• Exercise details:
Extract the entries in their exact form.

• Excerpts of pointing data:
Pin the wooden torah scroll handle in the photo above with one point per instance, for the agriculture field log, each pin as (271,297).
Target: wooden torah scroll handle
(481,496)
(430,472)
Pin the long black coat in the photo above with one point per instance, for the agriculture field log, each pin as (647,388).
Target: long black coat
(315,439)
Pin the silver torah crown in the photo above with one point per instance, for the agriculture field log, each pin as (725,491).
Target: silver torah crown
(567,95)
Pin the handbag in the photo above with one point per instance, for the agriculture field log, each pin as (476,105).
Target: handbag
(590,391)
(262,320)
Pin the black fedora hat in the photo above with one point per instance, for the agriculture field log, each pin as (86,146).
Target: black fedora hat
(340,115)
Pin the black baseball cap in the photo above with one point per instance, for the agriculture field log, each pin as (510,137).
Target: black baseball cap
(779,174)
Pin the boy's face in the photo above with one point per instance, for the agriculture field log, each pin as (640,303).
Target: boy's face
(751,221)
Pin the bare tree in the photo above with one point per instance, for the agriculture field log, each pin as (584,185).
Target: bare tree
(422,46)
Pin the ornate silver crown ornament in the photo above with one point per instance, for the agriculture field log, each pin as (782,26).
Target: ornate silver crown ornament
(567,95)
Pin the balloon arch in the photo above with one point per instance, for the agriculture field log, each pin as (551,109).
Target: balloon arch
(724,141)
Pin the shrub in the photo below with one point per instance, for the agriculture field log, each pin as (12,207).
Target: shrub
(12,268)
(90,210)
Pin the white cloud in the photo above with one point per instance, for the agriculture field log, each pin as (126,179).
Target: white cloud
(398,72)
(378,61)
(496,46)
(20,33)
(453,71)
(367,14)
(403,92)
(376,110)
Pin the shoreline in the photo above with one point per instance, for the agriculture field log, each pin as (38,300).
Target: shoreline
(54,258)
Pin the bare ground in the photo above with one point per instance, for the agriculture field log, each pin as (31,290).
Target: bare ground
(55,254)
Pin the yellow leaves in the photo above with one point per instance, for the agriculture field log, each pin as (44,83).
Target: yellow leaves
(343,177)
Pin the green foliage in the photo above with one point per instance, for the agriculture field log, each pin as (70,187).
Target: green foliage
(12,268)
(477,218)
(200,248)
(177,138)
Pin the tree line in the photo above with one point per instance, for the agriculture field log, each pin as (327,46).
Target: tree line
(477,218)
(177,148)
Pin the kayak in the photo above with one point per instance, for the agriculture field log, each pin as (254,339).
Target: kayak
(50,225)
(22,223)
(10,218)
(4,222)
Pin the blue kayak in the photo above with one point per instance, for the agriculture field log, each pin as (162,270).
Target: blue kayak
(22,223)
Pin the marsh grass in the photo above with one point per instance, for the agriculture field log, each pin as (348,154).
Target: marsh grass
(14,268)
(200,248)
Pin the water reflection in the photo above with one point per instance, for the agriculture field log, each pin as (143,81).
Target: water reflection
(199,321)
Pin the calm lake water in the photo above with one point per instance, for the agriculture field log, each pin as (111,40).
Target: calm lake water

• Task solution:
Pin the wooden torah scroll handle in the photo above with one point per instance, for the agriculture field log, each pin as (271,297).
Target: wooden torah scroll handle
(481,496)
(430,472)
Pin the long black coat in the photo above with one point per instance, for the agriculture field log, each pin as (647,388).
Target: long black coat
(315,439)
Pin the silver torah crown in the photo above with one point per instance, for the agriculture field log, each pin as (725,491).
Target: silver torah crown
(567,95)
Pin the handbag in the photo above with one point per instance, for the agriculture field log, each pin as (476,105).
Target: handbag
(590,391)
(262,320)
Pin the black fedora hat in the photo above with one point per instance, for the agriculture field log, each pin as (86,146).
Target: black fedora hat
(340,115)
Pin the black baseball cap in the photo above with one point per instance, for the agriculture field log, each pin as (510,137).
Target: black baseball cap
(779,174)
Pin the boy's face in the photo above with one point per instance, for the agriculture field log, each pin as (640,303).
Target: boy's face
(751,221)
Pin the bare tree in the photo above with one point per instance, for the agriculture field log, each pin as (584,185).
Target: bare tree
(422,46)
Pin the ornate silver crown ornament in the photo above with one point per instance, for the agriculture field log, each pin as (782,26).
Target: ornate silver crown ornament
(567,95)
Pin the balloon arch in the photo above with one point per instance, for the agriculture field log, each pin as (551,109).
Target: balloon arch
(724,141)
Pin the shrub in the photo below with one point per instance, for the agriculture field log, each pin as (12,207).
Target: shrub
(12,268)
(90,210)
Pin the white cloud in the photo above with one point per instance, for the agriculture field log, each pin as (126,179).
Target: white cloud
(398,72)
(378,61)
(496,46)
(20,33)
(453,71)
(367,14)
(403,92)
(376,110)
Pin the shoreline in the photo above with one point per instance, for the agriculture field log, each pin as (38,300).
Target: shoreline
(54,258)
Pin the bare ground in the photo above with one point per instance, for the agriculture field log, each pin as (31,290).
Target: bare ground
(55,254)
Pin the yellow leaves in the photo above with one point per instance, for the agriculture field log, each pin as (44,83).
Target: yellow leaves
(343,177)
Pin the green foliage in the photo above with one point per instance, for the agriculture field log, each pin as (70,187).
Target: green foliage
(12,268)
(477,218)
(200,248)
(177,138)
Pin the tree line in the photo above with one point per instance, for the agriculture field log, each pin as (327,46).
Target: tree line
(477,218)
(177,148)
Pin the kayak in the photo above with one point per instance, for the agriculture field log, each pin as (254,339).
Target: kayak
(50,225)
(22,223)
(10,218)
(4,222)
Pin the blue kayak in the photo above with one point per instance, for the agriculture field log, each pin as (162,270).
Target: blue kayak
(22,223)
Pin the marsh grass in the photo above with one point per instance, for the agriculture field log, each pin as (348,154).
Target: marsh grass
(14,268)
(200,248)
Pin the water reflection in the photo above with one point per instance, for the agriculture field log, each pin as (143,81).
Target: water reflection
(199,321)
Pin the calm lake water in the photo above with one point per instance, for the agriculture field log, each pin as (111,40).
Target: calm lake water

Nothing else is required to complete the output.